*** THE RECORDS Section Begins ***

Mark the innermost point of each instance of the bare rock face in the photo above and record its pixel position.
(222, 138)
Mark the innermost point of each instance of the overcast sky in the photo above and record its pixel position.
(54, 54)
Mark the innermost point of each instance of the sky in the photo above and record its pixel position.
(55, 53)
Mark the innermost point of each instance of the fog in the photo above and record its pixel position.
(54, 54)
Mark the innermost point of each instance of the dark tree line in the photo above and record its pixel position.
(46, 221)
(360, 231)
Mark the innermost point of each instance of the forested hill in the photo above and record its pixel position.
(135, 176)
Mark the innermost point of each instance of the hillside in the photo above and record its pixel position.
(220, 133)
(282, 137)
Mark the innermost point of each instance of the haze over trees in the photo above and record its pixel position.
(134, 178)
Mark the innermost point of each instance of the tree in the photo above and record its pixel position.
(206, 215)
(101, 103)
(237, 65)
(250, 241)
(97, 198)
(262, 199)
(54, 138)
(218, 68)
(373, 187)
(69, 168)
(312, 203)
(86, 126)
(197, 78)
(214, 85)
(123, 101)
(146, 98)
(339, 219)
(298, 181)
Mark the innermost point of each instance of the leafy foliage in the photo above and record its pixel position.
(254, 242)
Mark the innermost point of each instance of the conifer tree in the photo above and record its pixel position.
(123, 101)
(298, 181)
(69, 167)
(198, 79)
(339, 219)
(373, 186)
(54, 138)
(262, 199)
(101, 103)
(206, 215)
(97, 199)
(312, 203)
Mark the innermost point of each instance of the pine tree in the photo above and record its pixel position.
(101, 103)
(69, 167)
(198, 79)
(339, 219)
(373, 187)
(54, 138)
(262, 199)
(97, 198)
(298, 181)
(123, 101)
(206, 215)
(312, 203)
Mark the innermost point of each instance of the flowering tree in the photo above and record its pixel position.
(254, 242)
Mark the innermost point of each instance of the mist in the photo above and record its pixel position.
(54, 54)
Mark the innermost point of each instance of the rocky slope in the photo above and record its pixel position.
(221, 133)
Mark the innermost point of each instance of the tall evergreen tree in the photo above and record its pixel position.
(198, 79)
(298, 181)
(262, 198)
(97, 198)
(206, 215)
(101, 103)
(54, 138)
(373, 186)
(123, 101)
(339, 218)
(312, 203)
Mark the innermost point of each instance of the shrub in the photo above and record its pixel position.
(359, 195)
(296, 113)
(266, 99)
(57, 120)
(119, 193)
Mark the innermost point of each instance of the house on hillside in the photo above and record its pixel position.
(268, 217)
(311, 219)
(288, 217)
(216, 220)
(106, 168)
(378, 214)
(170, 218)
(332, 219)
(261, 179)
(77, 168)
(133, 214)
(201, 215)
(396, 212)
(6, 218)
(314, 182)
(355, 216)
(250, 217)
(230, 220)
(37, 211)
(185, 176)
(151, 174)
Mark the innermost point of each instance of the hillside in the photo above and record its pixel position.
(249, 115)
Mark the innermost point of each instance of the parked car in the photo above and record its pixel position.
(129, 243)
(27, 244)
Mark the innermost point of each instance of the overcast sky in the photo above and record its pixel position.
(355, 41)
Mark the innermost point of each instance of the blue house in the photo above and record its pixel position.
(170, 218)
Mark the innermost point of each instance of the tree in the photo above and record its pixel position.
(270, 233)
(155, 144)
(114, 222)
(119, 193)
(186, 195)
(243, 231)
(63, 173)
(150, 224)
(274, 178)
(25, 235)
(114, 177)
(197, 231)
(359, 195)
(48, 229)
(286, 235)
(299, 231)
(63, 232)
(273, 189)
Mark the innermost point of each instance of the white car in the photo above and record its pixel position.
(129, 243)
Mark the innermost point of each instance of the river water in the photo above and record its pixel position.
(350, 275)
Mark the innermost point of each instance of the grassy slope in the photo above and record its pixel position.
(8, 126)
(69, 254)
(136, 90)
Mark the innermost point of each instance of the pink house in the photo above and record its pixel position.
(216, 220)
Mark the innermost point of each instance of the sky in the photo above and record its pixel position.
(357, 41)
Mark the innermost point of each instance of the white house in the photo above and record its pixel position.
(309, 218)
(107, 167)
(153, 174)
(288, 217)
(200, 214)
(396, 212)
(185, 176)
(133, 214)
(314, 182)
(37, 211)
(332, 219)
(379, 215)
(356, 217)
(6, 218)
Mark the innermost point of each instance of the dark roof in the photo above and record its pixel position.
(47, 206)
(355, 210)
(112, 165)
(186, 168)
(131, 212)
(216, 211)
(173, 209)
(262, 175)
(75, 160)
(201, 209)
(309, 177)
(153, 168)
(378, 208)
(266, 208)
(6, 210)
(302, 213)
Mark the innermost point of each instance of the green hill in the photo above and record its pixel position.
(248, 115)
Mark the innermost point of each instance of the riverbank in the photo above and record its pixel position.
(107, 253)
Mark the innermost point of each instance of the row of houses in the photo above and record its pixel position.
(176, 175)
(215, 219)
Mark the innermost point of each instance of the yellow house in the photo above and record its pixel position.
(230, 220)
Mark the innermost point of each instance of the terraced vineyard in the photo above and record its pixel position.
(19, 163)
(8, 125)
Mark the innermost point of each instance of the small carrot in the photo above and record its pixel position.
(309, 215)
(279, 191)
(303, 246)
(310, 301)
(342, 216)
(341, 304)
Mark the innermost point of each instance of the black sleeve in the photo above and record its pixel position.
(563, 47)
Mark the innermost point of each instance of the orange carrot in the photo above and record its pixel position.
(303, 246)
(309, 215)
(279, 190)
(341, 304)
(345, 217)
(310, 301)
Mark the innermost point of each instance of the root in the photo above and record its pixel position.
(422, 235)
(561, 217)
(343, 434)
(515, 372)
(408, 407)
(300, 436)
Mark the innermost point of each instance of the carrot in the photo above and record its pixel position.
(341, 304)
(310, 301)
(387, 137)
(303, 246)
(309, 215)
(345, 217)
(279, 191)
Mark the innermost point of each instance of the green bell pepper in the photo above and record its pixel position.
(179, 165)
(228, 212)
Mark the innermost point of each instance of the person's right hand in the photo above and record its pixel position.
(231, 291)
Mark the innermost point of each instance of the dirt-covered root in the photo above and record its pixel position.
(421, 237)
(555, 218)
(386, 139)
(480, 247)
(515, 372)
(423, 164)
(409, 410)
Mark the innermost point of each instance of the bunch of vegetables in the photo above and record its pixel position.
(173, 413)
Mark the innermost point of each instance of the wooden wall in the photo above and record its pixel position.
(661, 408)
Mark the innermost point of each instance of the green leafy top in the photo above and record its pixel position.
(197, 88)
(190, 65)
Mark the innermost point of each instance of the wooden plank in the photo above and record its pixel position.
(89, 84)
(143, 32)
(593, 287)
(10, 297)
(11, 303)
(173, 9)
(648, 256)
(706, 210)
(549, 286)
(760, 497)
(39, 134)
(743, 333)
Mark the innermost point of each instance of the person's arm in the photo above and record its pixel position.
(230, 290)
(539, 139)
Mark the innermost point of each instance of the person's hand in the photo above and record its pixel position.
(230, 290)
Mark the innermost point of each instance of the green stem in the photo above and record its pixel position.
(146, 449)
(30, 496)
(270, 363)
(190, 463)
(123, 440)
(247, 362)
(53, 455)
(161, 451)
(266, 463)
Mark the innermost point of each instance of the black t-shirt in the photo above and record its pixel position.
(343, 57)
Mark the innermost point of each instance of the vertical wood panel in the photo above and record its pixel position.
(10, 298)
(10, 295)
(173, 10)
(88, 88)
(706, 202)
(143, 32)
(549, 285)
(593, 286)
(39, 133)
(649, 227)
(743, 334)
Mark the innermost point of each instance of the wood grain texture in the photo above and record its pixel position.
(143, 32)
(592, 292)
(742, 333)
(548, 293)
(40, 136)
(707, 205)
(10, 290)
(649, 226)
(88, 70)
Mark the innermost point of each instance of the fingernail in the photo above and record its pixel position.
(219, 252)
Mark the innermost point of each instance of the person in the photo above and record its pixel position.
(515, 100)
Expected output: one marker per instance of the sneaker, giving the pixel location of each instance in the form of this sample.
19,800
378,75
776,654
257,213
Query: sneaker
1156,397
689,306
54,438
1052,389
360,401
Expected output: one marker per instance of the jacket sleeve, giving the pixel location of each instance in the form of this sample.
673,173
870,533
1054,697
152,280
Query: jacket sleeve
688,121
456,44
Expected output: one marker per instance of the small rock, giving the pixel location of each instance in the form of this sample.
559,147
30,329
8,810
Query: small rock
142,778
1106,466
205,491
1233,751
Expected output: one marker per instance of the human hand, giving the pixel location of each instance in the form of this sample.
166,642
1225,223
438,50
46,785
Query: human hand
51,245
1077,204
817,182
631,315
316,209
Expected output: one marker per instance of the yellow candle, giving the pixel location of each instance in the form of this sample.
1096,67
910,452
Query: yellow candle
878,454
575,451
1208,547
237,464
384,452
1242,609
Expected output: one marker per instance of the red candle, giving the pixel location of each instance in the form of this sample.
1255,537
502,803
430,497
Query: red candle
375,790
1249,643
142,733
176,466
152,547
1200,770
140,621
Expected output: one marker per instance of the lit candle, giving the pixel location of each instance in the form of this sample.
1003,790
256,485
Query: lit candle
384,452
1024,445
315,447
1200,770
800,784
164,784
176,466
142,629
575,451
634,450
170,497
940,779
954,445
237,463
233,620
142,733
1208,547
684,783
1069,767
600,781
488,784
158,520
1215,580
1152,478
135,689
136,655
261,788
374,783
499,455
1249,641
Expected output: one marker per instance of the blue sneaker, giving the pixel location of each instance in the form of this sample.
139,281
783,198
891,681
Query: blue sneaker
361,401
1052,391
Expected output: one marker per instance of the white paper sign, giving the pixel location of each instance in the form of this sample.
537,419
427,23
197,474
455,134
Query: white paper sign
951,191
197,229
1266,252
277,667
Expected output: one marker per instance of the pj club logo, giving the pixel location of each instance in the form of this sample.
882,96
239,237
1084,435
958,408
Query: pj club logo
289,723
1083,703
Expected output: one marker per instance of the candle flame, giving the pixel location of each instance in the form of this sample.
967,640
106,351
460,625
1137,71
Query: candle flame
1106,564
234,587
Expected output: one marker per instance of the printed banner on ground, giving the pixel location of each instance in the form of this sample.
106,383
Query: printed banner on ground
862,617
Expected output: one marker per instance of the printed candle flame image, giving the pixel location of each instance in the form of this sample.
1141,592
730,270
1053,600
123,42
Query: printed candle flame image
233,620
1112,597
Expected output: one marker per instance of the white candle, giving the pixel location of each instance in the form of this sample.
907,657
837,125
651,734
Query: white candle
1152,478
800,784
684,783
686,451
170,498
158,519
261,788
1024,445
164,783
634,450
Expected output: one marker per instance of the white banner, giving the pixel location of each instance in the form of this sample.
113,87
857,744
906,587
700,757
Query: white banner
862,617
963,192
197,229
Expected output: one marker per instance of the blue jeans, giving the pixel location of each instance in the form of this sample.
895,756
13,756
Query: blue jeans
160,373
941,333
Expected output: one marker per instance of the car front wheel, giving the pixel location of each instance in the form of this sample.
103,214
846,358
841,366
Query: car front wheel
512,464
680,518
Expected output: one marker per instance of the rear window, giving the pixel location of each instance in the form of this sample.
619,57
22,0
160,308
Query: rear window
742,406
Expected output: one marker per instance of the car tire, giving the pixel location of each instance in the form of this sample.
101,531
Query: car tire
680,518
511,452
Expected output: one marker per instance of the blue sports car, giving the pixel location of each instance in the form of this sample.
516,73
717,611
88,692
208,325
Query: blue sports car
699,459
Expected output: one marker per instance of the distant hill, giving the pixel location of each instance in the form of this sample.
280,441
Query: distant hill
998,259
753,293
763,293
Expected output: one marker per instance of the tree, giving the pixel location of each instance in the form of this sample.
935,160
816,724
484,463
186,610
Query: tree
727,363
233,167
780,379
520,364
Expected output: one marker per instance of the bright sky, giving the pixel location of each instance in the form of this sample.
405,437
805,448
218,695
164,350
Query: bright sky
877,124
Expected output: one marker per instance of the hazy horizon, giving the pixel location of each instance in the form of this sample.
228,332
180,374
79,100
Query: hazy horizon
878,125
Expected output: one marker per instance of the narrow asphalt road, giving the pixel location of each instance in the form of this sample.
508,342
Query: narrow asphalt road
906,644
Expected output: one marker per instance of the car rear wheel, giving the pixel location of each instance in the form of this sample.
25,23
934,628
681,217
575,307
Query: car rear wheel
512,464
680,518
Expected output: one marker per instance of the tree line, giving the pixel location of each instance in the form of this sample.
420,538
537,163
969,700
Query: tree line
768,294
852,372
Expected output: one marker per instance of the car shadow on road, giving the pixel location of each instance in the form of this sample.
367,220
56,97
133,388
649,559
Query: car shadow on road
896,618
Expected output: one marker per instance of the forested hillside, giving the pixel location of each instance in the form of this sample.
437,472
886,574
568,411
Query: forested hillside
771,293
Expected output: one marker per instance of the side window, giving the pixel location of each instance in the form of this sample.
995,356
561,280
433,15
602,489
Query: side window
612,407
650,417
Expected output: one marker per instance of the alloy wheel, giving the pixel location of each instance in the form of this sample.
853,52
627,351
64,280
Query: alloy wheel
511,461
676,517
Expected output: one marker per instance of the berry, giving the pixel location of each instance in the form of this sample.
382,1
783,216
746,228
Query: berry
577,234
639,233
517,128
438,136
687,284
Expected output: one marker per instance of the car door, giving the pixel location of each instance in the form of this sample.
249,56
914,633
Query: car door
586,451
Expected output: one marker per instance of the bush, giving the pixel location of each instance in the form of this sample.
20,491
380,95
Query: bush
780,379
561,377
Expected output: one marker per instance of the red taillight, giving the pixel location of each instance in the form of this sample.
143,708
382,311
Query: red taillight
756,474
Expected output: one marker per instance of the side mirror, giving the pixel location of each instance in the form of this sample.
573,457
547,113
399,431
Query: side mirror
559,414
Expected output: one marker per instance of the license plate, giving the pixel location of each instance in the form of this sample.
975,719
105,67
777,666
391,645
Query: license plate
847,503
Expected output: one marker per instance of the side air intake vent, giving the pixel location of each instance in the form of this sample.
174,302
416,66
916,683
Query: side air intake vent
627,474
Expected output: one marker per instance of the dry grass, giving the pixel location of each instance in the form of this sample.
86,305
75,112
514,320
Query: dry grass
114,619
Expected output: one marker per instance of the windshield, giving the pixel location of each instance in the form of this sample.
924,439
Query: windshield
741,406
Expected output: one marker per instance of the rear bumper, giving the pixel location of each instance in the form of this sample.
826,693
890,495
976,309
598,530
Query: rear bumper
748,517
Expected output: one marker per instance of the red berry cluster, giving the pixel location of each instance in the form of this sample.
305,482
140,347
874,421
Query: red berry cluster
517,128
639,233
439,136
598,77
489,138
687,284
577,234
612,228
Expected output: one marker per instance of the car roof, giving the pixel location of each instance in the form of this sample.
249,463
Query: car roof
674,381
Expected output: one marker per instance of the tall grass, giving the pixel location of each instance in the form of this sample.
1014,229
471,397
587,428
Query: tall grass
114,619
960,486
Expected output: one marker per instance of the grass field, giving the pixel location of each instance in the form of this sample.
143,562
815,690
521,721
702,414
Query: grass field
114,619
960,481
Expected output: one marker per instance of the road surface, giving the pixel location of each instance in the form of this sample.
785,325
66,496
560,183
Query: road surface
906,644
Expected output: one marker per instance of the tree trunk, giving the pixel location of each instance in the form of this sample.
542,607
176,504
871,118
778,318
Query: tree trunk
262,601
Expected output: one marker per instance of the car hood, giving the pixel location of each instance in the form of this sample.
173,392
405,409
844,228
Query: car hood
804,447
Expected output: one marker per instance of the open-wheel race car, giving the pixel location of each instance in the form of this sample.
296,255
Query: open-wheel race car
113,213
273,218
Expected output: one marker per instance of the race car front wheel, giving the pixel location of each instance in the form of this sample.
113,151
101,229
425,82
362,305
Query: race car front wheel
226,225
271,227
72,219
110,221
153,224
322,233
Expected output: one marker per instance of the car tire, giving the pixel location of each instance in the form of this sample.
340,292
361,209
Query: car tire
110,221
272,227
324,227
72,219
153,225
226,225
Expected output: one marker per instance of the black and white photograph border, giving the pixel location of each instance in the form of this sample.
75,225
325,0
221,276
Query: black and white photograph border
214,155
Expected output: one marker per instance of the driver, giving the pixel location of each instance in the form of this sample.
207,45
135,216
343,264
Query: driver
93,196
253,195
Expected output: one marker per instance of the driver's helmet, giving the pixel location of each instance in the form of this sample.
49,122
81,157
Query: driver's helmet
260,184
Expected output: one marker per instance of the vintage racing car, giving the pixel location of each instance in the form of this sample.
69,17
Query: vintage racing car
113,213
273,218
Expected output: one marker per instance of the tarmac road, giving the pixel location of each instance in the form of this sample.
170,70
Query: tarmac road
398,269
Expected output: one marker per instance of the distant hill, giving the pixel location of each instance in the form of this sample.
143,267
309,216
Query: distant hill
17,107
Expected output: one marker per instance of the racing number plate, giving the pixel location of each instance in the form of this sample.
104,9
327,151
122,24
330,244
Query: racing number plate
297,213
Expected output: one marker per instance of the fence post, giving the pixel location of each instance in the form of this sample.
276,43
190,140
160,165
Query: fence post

*** THE RECORDS Section Ends ***

Write out each line of the data that holds the string "post".

__ANSWER SECTION__.
Expected output: one marker per instance of the fence post, giving the pixel location of each instance in the form of this sample.
Query: fence post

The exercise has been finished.